Consigne
Continuez le texte sur le débat de politique générale au Parlement libanais, en reprenant juste après sa dernière phrase.

Texte
►

D’un côté, le visage lumineux de l’État qui est en train de remporter, grâce à l’armée, une victoire éclatante sur le terrorisme dans le jurd de Ras Baalbeck et de Qaa et, de l’autre, celui honteux de la corruption, du verbiage et de la politique politicienne. Jamais le fossé n’a été aussi évident et profond entre ces deux faces, au point que la séance parlementaire de politique générale hier semblait venir d’une autre galaxie. Les députés en avaient d’ailleurs un peu conscience, puisqu’ils étaient en rangs clairsemés, uniquement soucieux chacun de prononcer son discours face aux caméras (la séance était retransmise en direct), élections législatives dans quelques mois obligent, avant de se retirer pour vaquer à d’autres occupations. Au point que le président de la Chambre a dû préciser que cette attitude est inadmissible, menaçant de clôturer la séance en une seule journée au lieu de deux.
Deux grands thèmes ont marqué le débat d’hier, d’abord l’hommage prononcé à l’armée libanaise qui est en train de se battre dans le jurd au nom de tout le Liban, et les multiples dossiers sociaux qui, selon les députés, poussent les citoyens à avoir de moins en moins confiance dans le gouvernement, sur fond de crise économique aiguë. Les stars de cette longue journée de discours sont incontestablement Antoine Zahra, Hassan Fadlallah, Robert Ghanem, Ibrahim Kanaan et Samy Gemayel, chacun dans son style particulier, mais il est clair en gros qu’à part le chef des Kataëb, il y avait une volonté claire de ne pas trop écorcher le gouvernement, officiellement pour être à la hauteur de l’étape actuelle, et en réalité parce qu’au fond il y a une décision de ne pas mettre en cause la cohésion du gouvernement. Comme l’a dit un député de l’opposition : « Au fond, qui est en train de demander des comptes à qui ? » dans une allusion à une collusion supposée entre le législatif et l’exécutif. Des thèmes conflictuels comme la visite de trois ministres à Damas ou encore la première partie de la bataille du jurd menée par le Hezbollah ont été à peine évoqués, la grande majorité des orateurs préférant aborder les dossiers sociaux, comme l’éternelle crise de l’électricité, celle de l’eau, de la hausse des frais de scolarité, etc.

◄

Jeu de données
►

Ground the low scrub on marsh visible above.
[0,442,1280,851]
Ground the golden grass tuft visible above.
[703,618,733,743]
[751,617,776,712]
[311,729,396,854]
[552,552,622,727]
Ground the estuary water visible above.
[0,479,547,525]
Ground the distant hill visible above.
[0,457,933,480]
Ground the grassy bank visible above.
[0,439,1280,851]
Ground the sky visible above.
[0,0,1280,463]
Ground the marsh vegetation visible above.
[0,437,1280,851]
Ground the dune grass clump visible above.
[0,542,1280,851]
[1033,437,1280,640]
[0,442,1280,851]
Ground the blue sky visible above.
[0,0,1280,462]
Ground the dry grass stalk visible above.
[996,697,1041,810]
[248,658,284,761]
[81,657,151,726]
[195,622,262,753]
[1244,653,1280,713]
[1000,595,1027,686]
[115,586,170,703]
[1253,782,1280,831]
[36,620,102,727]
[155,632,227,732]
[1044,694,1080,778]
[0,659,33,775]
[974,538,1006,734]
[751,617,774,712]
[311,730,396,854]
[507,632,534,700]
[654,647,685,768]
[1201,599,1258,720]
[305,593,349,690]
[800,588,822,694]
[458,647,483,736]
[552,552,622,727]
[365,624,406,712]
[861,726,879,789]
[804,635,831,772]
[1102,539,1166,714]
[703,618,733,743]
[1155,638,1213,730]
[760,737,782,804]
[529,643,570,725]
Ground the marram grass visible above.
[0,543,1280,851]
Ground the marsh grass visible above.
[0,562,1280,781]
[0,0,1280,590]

◄

Réponse proposée
C’est le Premier ministre Saad Hariri qui a pris la parole en premier pour énumérer les réalisations du gouvernement qu’il préside, s’attardant sur la bataille du jurd et la coopération entre les services de sécurité qui a permis au Liban de déjouer de nombreux attentats terroristes, dont le dernier en date avait pris pour cible un avion émirati venant d’Australie (voir par ailleurs).
Ce fut ensuite le tour des députés et c’est Antoine Zahra qui a ouvert la liste. Le député FL a commencé par rendre hommage à l’armée et à la décision du gouvernement de la couvrir dans la bataille du jurd. Mais il a ensuite déclaré que ce gouvernement qui s’était donné pour nom celui de « la reconquête de la confiance populaire » n’a plus la confiance des citoyens. Selon lui, la liste des récriminations est longue. Elle commence par l’électricité et se poursuit dans l’enseignement et les soins de santé. « L’image générale est celle du partage des parts », a déclaré M. Zahra, qui s’est adressé au ministre du Tourisme pour lui demander « où sont les touristes attendus », avant de réclamer une plus grande transparence.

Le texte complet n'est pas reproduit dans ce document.